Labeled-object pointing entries
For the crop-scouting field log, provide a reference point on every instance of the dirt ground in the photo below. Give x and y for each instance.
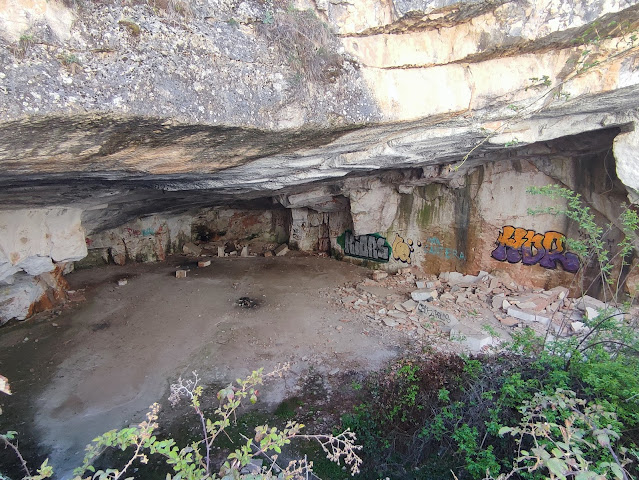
(99, 362)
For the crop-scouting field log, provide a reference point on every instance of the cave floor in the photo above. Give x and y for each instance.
(99, 362)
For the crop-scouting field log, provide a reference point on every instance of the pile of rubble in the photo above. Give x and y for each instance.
(478, 311)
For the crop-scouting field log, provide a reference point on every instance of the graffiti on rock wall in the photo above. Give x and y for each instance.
(433, 246)
(402, 249)
(371, 246)
(532, 248)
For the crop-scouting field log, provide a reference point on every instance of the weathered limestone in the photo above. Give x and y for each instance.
(626, 151)
(373, 209)
(145, 239)
(33, 240)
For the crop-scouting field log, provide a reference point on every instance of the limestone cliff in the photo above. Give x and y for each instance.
(393, 117)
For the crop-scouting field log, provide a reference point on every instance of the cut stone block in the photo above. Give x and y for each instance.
(378, 275)
(577, 327)
(281, 250)
(397, 315)
(509, 322)
(498, 301)
(528, 316)
(588, 301)
(423, 294)
(444, 318)
(471, 338)
(591, 313)
(389, 322)
(191, 249)
(409, 305)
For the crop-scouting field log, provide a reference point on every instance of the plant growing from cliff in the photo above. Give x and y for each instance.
(305, 42)
(595, 47)
(593, 247)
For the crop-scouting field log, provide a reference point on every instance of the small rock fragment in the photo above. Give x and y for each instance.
(180, 273)
(423, 295)
(389, 322)
(379, 274)
(192, 249)
(509, 321)
(281, 250)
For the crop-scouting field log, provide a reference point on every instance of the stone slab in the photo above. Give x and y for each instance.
(281, 250)
(437, 314)
(423, 294)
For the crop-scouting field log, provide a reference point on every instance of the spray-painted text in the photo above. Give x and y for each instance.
(531, 248)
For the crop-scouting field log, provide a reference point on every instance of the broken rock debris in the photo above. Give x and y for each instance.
(468, 309)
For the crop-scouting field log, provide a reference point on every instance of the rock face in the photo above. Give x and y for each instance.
(411, 127)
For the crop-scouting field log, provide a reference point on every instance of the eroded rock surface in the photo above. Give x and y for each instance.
(413, 127)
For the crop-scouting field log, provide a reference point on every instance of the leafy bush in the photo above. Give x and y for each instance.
(194, 461)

● DIRECTIONS FOR THIS TASK
Please copy the entries above word for word, leaving out the pictures.

● OUTPUT OF THE EXERCISE
For the crop-scouting field log, provide a reference point on every instance of the dirt ground in the photo below. Give x and y for each instance.
(99, 362)
For the crop-scouting field log, provide a reference point on every instance of the cave floor in the photo above. Give x and y for each instance.
(99, 362)
For the crop-scouting field log, provide a reference point on every instance of the pile of rubble in the photo above. Give x and y for each instance.
(478, 311)
For the crop-scouting field log, provide a reference point on every instance of the graffiti on rock wall in the photo above. Give x and y for each instance.
(433, 246)
(402, 249)
(371, 246)
(532, 248)
For the crop-scouting field log, provide a reference point on every instance of the weathered limestone in the photo above. Give x and y for each instance.
(626, 151)
(373, 209)
(145, 239)
(33, 240)
For the crop-scouting field log, provide a reference point on every instance of the limestone cliff in the photo above. Give x and y for each instance.
(393, 117)
For the crop-scouting field log, provide a reference point on every instance of the cut stone block in the photo above. Give x and y for each instance.
(378, 275)
(577, 327)
(281, 250)
(397, 315)
(509, 322)
(498, 301)
(528, 316)
(588, 301)
(423, 294)
(444, 318)
(471, 338)
(591, 313)
(389, 322)
(191, 249)
(409, 305)
For the crop-scouting field log, provide a reference point on every instance of the plant growing from cliff in the photo above. Give x and y for each instance.
(305, 42)
(595, 47)
(593, 247)
For the crop-scouting field log, provide a reference point on every instance of the small rock fragment in the photo above. Give x and y for each instance.
(180, 273)
(423, 295)
(389, 322)
(379, 274)
(192, 249)
(509, 321)
(281, 250)
For the crop-scouting field log, provide a reference point on every instance of the stone slab in the photo above. Give x and y for each instance.
(281, 250)
(437, 314)
(423, 294)
For the crop-scouting field log, provide a reference point on every instance of the spray-painted text in the photo above. Give x and y for each instance.
(531, 248)
For the crop-scouting field log, provide a reference point on every instance of the broken rock debris in the photo above. Give x and y for each instance.
(468, 309)
For the crop-scouting field log, provide a reference point on every instance of the rock face in the photo above. Give x and y for each instance.
(411, 127)
For the crop-scouting field log, provide a reference point on every instance of the eroded rock surface in the photo above. Give x and y for each instance.
(413, 127)
For the crop-scouting field log, provide a reference point on every instance of the leafy bush in the photo above. Give x and y for each instance.
(194, 461)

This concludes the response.